> [EXTRACT TO READ]:
FireHouse Gastro Park opened along Main Street in Grand Prairie almost two years ago and seems to have flown under the radar, maybe because of COVID. As the name implies, the multifunction space is built in an old fire station and includes a coffee shop, restaurant, two outdoor areas (one with a stage for live music) and a bar.
Owners Jason and Carlee Smith are both actors and work wherever their current gig might be. They also have experience in event management. Carlee is originally from Grand Prairie, and when the city issued a public request for proposals for the fire station it was perfect timing; they were looking for a new project that would allow them to be closer to her family.
On a recent Thursday afternoon, the large outdoor courtyard was speckled with couples and families spread out at picnic tables on astroturf. The first room inside is a self-described “tweed-fueled coffee shop,” which sells La Casita baked goods. Next is where the fire trucks would have been parked in their downtime, which is now a large dining area, kitchen and bar.

Extracted data entries:
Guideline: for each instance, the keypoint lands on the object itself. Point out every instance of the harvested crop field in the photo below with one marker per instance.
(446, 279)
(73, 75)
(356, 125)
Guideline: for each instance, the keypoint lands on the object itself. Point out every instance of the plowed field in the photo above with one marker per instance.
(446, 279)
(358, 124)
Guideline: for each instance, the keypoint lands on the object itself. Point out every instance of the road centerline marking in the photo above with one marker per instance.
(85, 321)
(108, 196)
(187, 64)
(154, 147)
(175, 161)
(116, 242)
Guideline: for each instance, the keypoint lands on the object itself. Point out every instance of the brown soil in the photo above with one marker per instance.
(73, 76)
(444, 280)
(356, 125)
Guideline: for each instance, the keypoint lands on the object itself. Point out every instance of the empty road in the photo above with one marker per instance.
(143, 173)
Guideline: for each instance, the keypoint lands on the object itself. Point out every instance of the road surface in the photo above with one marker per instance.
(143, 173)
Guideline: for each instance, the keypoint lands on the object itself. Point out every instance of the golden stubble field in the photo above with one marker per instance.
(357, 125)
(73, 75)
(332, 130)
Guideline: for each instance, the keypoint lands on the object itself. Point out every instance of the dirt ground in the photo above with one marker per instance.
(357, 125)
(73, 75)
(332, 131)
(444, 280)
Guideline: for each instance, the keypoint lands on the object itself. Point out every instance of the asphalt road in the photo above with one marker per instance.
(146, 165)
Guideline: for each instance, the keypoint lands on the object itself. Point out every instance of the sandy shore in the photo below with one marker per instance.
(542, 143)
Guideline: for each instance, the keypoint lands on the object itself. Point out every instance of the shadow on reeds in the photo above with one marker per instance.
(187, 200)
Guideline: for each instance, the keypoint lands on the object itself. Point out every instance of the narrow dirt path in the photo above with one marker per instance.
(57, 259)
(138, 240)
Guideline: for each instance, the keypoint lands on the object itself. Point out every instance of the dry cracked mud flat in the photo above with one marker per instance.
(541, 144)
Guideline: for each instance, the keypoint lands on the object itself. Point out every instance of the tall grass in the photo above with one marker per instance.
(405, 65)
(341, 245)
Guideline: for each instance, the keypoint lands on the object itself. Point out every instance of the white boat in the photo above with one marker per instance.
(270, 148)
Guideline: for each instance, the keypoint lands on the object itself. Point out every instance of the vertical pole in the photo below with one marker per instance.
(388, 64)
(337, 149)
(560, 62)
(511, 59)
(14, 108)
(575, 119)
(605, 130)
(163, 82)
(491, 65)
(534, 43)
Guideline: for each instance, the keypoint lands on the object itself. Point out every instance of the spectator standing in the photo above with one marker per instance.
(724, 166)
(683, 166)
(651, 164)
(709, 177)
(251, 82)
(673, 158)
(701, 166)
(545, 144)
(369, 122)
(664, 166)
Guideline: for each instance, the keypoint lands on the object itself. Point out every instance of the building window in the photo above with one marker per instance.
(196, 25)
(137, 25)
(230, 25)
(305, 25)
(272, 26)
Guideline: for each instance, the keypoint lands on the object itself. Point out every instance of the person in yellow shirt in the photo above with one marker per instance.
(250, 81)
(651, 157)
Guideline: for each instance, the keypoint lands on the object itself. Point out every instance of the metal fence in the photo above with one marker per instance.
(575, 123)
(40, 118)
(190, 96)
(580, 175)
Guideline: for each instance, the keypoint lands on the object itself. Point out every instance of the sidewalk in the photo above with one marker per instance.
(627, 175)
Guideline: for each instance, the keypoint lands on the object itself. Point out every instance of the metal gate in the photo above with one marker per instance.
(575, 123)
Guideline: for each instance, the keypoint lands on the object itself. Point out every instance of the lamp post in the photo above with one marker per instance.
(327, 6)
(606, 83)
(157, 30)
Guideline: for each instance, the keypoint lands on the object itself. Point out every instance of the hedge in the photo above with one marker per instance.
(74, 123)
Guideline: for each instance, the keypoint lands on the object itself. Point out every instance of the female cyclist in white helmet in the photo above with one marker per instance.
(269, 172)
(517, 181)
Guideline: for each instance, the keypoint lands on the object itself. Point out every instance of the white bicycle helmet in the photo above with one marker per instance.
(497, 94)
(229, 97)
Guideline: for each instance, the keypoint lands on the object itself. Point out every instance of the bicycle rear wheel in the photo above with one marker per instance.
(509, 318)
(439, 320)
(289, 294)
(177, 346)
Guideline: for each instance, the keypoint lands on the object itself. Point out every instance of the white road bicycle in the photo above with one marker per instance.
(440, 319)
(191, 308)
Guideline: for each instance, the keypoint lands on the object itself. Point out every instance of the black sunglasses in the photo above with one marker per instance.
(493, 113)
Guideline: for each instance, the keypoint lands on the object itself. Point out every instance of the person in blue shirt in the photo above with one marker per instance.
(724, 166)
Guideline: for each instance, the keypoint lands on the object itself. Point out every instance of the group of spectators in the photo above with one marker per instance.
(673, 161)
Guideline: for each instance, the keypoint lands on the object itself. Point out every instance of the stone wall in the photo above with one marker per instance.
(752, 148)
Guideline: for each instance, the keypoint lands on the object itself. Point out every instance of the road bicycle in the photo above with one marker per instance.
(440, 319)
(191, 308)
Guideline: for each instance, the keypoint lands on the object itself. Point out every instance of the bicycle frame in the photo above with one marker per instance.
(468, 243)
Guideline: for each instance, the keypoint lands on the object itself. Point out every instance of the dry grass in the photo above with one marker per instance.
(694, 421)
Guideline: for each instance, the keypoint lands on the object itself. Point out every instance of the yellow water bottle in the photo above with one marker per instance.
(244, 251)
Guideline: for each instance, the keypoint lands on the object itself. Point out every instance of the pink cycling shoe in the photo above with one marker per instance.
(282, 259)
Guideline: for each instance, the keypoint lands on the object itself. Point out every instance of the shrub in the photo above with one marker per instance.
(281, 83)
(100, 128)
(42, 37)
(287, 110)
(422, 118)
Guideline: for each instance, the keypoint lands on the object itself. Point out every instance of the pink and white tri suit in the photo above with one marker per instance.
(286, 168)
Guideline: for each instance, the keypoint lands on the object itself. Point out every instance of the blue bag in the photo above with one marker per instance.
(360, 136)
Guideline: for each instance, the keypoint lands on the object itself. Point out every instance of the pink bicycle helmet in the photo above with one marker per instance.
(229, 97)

> [EXERCISE DETAILS]:
Write the next part of the piece on FireHouse Gastro Park, picking up after its last sentence. None of the extracted data entries are needed for this work.

> [WRITTEN ANSWER]:
The space is intriguing. It has a simple post-modern vibe with accent pieces a la grandma’s dining and living room. Choosing a place to sit is like picking out a dessert; they all look yummy. Bistro tables with bamboo chairs are good for couples. There are larger tables for groups or '70s style funky couches flanked by a set of TV trays.
A lush tropical oasis sits in the middle of the building with sunlight streaming in from a skylight. Glass garage-style doors offer a wall of windows in the front and back.
While living in Los Angeles, the Smiths started a mobile craft cocktail company called Mama’s Medicine, which serves as the bar here. They also brought another element from out west: chef Zaida Johnson, whom they'd met through their work in event planning in Hollywood.
“Zaida went to sleep in the back of a car in Los Angeles and woke up in Grand Prairie,” Smith says, laughing, about how he got her to move here.
And bless him for that potential kidnapping, because this chicken sandwich is a love story. Everything that's been written about so far is just a lead-up to Johnson's magic in the kitchen.
There are two items on the menu with jalapeño icons next to them warning you of potential face sweat. The first is the Nashville bird, a thick, spicy, fried chicken breast topped with dill slaw and a house-made tangy "come back sauce." A toasty brioche bun nicely holds it all together.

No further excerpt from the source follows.